▶ **SHORT PROBLEM**: Copy out all the entries exactly.
BEGIN RECORDS FOR THIS TASK
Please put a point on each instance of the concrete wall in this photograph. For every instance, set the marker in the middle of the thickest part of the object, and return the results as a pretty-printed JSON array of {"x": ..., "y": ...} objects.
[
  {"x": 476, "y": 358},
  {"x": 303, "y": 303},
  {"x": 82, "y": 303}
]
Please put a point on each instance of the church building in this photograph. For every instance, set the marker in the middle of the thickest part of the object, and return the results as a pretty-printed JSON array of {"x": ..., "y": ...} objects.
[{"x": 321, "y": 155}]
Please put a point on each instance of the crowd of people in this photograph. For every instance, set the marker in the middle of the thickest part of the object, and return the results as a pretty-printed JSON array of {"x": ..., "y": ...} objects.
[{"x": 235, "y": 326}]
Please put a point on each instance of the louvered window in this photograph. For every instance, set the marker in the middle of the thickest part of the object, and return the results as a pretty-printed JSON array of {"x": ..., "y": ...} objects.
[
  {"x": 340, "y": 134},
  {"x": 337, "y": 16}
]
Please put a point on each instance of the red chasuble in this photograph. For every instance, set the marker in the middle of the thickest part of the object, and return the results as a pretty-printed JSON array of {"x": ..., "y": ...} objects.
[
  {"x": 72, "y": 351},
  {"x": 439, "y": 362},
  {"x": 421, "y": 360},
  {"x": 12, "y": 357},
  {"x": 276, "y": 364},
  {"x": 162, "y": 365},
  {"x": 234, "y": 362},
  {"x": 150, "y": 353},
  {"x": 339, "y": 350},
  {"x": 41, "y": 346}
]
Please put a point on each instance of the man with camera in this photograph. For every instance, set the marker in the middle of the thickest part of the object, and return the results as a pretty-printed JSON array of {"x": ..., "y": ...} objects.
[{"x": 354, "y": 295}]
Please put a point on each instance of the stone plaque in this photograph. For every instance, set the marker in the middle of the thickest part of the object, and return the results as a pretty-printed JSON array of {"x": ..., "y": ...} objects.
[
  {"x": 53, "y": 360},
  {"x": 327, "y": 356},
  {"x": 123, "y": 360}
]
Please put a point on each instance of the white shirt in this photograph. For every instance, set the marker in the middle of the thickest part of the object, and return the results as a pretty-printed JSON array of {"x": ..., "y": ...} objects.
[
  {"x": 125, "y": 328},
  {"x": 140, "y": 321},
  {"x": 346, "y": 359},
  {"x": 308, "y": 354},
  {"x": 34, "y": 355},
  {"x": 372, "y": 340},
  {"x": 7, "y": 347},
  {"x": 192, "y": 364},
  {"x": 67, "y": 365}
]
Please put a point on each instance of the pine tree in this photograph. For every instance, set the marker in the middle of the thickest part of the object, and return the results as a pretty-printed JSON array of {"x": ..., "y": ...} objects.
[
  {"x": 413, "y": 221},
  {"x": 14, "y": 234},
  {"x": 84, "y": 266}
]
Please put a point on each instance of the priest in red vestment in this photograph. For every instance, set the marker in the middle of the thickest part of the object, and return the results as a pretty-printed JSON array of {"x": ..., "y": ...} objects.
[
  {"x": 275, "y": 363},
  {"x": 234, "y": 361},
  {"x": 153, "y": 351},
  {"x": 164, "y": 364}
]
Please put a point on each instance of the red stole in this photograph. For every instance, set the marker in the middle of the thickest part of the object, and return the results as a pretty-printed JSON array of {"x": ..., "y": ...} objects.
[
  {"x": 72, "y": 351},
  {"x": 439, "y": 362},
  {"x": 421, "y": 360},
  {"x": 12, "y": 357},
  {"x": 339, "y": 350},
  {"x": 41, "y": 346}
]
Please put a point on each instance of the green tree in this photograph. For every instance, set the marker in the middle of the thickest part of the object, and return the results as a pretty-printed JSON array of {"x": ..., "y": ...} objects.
END RECORDS FOR THIS TASK
▶ **RESULT**:
Please put a point on each instance of the concrete wall in this photograph. For every instance, set the marker in the middle of the thickest part of the object, and return the results as a pretty-printed JSON array of {"x": ..., "y": ...} objects.
[
  {"x": 476, "y": 358},
  {"x": 303, "y": 303},
  {"x": 82, "y": 303}
]
Please put a point on each instance of the church building in this photograph. For every instance, set the marker in the middle of the thickest part of the object, and return the results as a pretty-printed JSON array of {"x": ..., "y": ...} objects.
[{"x": 321, "y": 155}]
Please put a point on each instance of the crowd of people in this photograph. For every instance, set the marker in the middle of the thickest part of the object, and return the results as a pretty-printed JSON array of {"x": ..., "y": ...} objects.
[{"x": 235, "y": 326}]
Please put a point on each instance of the louvered window in this photograph. For every instance, set the marker in the middle of the thickest part of the object, and return the results as a pretty-printed JSON array of {"x": ..., "y": ...} objects.
[
  {"x": 340, "y": 134},
  {"x": 337, "y": 16}
]
Please put a point on each instance of the red chasuble in this photograph. For every instance, set the marker in the middle of the thickest part of the object, and return the results as a pretty-printed JSON array of {"x": ..., "y": ...} objects.
[
  {"x": 72, "y": 351},
  {"x": 439, "y": 362},
  {"x": 421, "y": 360},
  {"x": 12, "y": 357},
  {"x": 276, "y": 364},
  {"x": 162, "y": 365},
  {"x": 234, "y": 362},
  {"x": 150, "y": 353},
  {"x": 339, "y": 350},
  {"x": 41, "y": 346}
]
Please put a point on each instance of the man with camera in this photograph. For every instance, set the marker in the middle of the thickest part of the object, and return the results as a pretty-printed JSON array of {"x": ..., "y": ...} objects.
[{"x": 354, "y": 295}]
Please put a point on each instance of the stone plaque in this photograph. For every instance, set the marker in the middle of the thickest part of the object, and return the results as a pretty-printed JSON array of {"x": ..., "y": ...} objects.
[
  {"x": 53, "y": 360},
  {"x": 327, "y": 356},
  {"x": 123, "y": 360}
]
Please put a point on each instance of the white shirt in this photograph. For every instance, set the marker in the middle of the thickest part of the object, and return the results as a pretty-printed JSON array of {"x": ..., "y": ...} objects.
[
  {"x": 125, "y": 328},
  {"x": 140, "y": 321},
  {"x": 346, "y": 359},
  {"x": 308, "y": 354},
  {"x": 34, "y": 355},
  {"x": 372, "y": 340},
  {"x": 7, "y": 347},
  {"x": 192, "y": 364},
  {"x": 67, "y": 365}
]
Please put a point on each instance of the pine tree in this photograph. For every instance, set the marker in the middle of the thickest part of the object, and return the results as a pretty-printed JSON array of {"x": ..., "y": ...} objects.
[
  {"x": 413, "y": 221},
  {"x": 14, "y": 234},
  {"x": 84, "y": 266}
]
Please put a point on each instance of the priest in red vestment in this photograph. For every instance, set the marker in the middle of the thickest part of the object, and return the results as a pretty-printed JSON array of {"x": ..., "y": ...} objects.
[
  {"x": 275, "y": 363},
  {"x": 234, "y": 361},
  {"x": 153, "y": 351},
  {"x": 164, "y": 364}
]
Please put a point on each instance of the red stole in this photograph. For every instance, set the marker in the middle of the thickest part of the object, and return the results as a pretty-printed JSON array of {"x": ..., "y": ...} objects.
[
  {"x": 72, "y": 351},
  {"x": 439, "y": 362},
  {"x": 421, "y": 360},
  {"x": 12, "y": 357},
  {"x": 339, "y": 350},
  {"x": 41, "y": 346}
]
Please put a point on each instance of the green tree in this photograph. For every instance, set the marker in the middle of the thickest part of the object, and return the results as a pretty-printed JSON array of {"x": ..., "y": ...} objects.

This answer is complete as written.